> _TASK INSTRUCTIONS_: Output the entries verbatim, including every line.

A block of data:

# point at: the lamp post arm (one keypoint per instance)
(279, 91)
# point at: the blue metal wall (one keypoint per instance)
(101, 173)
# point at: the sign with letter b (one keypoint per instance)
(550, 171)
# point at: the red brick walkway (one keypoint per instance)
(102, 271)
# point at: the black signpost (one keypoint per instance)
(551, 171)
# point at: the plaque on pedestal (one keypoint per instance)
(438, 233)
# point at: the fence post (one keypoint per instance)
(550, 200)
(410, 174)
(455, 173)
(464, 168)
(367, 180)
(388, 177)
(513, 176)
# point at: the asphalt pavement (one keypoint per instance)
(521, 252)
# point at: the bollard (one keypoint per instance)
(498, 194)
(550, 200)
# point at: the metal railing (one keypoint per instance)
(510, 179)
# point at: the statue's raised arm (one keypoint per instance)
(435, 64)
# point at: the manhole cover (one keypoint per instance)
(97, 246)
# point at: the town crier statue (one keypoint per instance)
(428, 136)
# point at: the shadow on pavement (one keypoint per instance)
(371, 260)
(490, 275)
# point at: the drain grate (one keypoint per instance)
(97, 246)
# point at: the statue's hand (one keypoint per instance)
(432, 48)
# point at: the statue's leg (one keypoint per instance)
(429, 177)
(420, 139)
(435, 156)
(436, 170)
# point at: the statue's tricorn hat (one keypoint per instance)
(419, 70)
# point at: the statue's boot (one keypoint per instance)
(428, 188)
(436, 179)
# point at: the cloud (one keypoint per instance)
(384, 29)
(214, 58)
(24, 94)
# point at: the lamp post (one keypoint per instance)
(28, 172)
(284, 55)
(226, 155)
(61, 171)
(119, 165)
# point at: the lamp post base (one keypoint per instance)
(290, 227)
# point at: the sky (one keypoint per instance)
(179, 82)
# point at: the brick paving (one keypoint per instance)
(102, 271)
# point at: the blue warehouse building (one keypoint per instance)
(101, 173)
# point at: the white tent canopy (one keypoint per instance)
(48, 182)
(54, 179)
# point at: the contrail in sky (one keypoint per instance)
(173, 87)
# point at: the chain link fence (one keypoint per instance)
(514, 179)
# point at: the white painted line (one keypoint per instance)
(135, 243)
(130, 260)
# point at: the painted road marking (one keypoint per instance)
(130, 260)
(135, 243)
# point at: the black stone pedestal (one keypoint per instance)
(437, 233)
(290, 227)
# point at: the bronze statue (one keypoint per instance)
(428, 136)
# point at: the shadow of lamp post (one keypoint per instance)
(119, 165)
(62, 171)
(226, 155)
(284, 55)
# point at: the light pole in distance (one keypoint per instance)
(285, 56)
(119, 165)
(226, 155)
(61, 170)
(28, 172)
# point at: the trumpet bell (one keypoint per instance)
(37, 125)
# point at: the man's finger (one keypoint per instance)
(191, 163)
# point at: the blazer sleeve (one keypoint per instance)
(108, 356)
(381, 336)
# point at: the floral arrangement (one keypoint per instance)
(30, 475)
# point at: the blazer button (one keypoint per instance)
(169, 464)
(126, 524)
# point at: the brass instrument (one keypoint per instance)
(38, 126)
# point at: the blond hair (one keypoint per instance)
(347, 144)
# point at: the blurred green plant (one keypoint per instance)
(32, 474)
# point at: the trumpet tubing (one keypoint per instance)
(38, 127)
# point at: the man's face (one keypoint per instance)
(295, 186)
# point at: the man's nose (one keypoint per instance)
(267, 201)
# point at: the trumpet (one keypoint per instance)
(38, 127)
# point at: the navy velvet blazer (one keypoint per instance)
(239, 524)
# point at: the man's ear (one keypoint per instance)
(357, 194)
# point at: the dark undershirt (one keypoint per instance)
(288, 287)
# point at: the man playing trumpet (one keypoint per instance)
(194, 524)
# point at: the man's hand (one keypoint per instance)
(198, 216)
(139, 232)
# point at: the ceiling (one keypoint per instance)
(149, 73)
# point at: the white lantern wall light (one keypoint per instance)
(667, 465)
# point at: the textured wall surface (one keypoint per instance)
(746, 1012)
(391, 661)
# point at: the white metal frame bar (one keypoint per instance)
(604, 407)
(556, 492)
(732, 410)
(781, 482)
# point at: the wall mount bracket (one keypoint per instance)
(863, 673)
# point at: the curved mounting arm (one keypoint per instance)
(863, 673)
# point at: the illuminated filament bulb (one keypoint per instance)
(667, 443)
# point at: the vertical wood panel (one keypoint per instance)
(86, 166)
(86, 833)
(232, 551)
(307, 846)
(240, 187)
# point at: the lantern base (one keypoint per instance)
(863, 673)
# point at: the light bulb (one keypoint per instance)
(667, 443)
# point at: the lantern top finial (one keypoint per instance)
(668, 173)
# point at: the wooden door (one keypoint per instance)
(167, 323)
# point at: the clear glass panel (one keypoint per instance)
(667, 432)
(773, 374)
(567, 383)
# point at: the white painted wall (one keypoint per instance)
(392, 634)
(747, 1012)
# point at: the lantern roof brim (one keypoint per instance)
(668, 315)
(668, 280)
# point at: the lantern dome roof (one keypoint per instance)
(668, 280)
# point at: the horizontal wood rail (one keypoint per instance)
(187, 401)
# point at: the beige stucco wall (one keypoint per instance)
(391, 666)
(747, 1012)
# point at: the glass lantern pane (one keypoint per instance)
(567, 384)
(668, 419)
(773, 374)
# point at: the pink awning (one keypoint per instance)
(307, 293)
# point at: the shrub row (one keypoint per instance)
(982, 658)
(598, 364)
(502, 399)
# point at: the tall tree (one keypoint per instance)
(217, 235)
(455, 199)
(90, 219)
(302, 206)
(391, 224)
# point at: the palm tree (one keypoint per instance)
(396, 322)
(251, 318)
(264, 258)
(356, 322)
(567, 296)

> _IN RESPONSE_:
# point at: the lamp post arm (one keypoint per instance)
(279, 91)
# point at: the blue metal wall (one keypoint per instance)
(101, 173)
# point at: the sign with letter b (one keypoint per instance)
(550, 171)
# point at: the red brick walkway (one keypoint per instance)
(102, 271)
# point at: the black signpost (one keypoint per instance)
(551, 171)
# point at: the plaque on pedestal (one keypoint per instance)
(438, 233)
# point at: the fence post (one keypoint per instance)
(550, 200)
(410, 174)
(455, 173)
(464, 168)
(367, 180)
(388, 177)
(513, 176)
# point at: the asphalt pavement (one keypoint per instance)
(521, 252)
# point at: the bollard (one keypoint per instance)
(498, 194)
(550, 200)
# point at: the metal railing (one keypoint per instance)
(510, 179)
# point at: the statue's raised arm (one keypoint per instance)
(435, 64)
# point at: the manhole cover (one keypoint per instance)
(97, 246)
# point at: the town crier statue (one keypoint per instance)
(428, 136)
# point at: the shadow on pavement (one keypoint per instance)
(371, 260)
(490, 275)
# point at: the drain grate (one keypoint per instance)
(97, 246)
# point at: the statue's hand (one keypoint per instance)
(432, 48)
# point at: the statue's leg (one keypoint per instance)
(429, 177)
(420, 139)
(435, 156)
(436, 170)
# point at: the statue's tricorn hat (one keypoint per instance)
(419, 70)
# point at: the statue's boot (one keypoint per instance)
(428, 188)
(436, 179)
# point at: the cloud (one keypoint per instance)
(384, 29)
(214, 58)
(24, 94)
# point at: the lamp post (one keypoint per instance)
(28, 172)
(284, 55)
(226, 155)
(61, 171)
(119, 165)
# point at: the lamp post base (one keypoint per instance)
(290, 227)
# point at: the sky (one keypoint per instance)
(179, 82)
# point at: the brick paving (one keypoint per instance)
(102, 271)
# point at: the blue warehouse building (one keypoint per instance)
(101, 173)
# point at: the white tent canopy (one keypoint per instance)
(48, 182)
(54, 179)
# point at: the contrail in sky (one keypoint per instance)
(173, 87)
# point at: the chain link fence (one keypoint per instance)
(514, 179)
# point at: the white painted line (one keypoint per instance)
(135, 243)
(130, 260)
# point at: the painted road marking (one keypoint per instance)
(130, 260)
(135, 243)
# point at: the black stone pedestal (one keypoint per instance)
(437, 233)
(290, 227)
# point at: the bronze statue (one keypoint per instance)
(428, 136)
# point at: the shadow of lamp post (one keypoint per instance)
(119, 165)
(62, 171)
(226, 155)
(284, 55)
# point at: the light pole in distance (one keypoint per instance)
(285, 56)
(119, 165)
(226, 155)
(61, 170)
(28, 172)
# point at: the trumpet bell (one keypoint per instance)
(37, 125)
# point at: the man's finger (one keypoint per instance)
(191, 163)
# point at: the blazer sleeve (one keypoint per instance)
(108, 356)
(381, 336)
# point at: the floral arrangement (one keypoint per instance)
(30, 475)
# point at: the blazer button (one keypoint per instance)
(169, 464)
(126, 524)
# point at: the brass instrument (one keypoint per instance)
(38, 126)
# point at: the blond hair (one keypoint per instance)
(347, 144)
# point at: the blurred green plant (one keypoint per instance)
(32, 474)
# point at: the trumpet tubing (one keypoint per instance)
(38, 127)
# point at: the man's face (one keypoint per instance)
(295, 186)
# point at: the man's nose (one keypoint per instance)
(267, 201)
# point at: the trumpet (one keypoint per instance)
(38, 127)
# point at: the navy velvet blazer (one keypoint per instance)
(239, 524)
# point at: the man's ear (one keypoint per instance)
(357, 194)
# point at: the dark undershirt (one keypoint per instance)
(288, 287)
# point at: the man playing trumpet (one keypoint per instance)
(194, 524)
# point at: the man's hand (one keypoint per instance)
(198, 216)
(139, 232)
# point at: the ceiling (one keypoint per instance)
(149, 73)
# point at: the white lantern wall light (one keypoint per instance)
(667, 465)
# point at: the textured wall surface (one keypoint per instance)
(746, 1012)
(391, 661)
# point at: the white metal frame bar (one keypoint per instance)
(604, 407)
(556, 492)
(732, 410)
(781, 482)
# point at: the wall mount bracket (one keypoint per instance)
(863, 673)
# point at: the curved mounting arm (one keypoint per instance)
(863, 673)
# point at: the illuminated filament bulb (one keypoint per instance)
(667, 443)
# point at: the vertical wood panel (one keypoint per instance)
(86, 166)
(86, 833)
(232, 551)
(307, 846)
(240, 187)
# point at: the lantern base (one keypoint per instance)
(863, 673)
# point at: the light bulb (one keypoint per instance)
(667, 443)
# point at: the lantern top finial (one keypoint per instance)
(668, 173)
# point at: the wooden door (one keypoint per instance)
(167, 323)
# point at: the clear glass panel (one keypoint per instance)
(667, 432)
(773, 374)
(567, 383)
# point at: the white painted wall (one keypoint per instance)
(392, 634)
(747, 1012)
# point at: the lantern roof brim (one keypoint per instance)
(668, 315)
(668, 280)
# point at: the lantern dome roof (one keypoint per instance)
(668, 280)
# point at: the horizontal wood rail (one keypoint per instance)
(187, 401)
# point at: the beige stucco wall (one keypoint per instance)
(391, 666)
(747, 1012)
# point at: the glass lantern pane (one keypoint per instance)
(567, 384)
(668, 419)
(773, 374)
# point at: the pink awning (one keypoint per instance)
(307, 293)
# point at: the shrub row (one keypoint per instance)
(982, 658)
(598, 364)
(502, 399)
# point at: the tall tree (one keypoint per instance)
(217, 235)
(455, 199)
(90, 219)
(302, 206)
(391, 224)
# point at: the palm tree (one keypoint per instance)
(396, 322)
(251, 318)
(264, 258)
(356, 322)
(567, 296)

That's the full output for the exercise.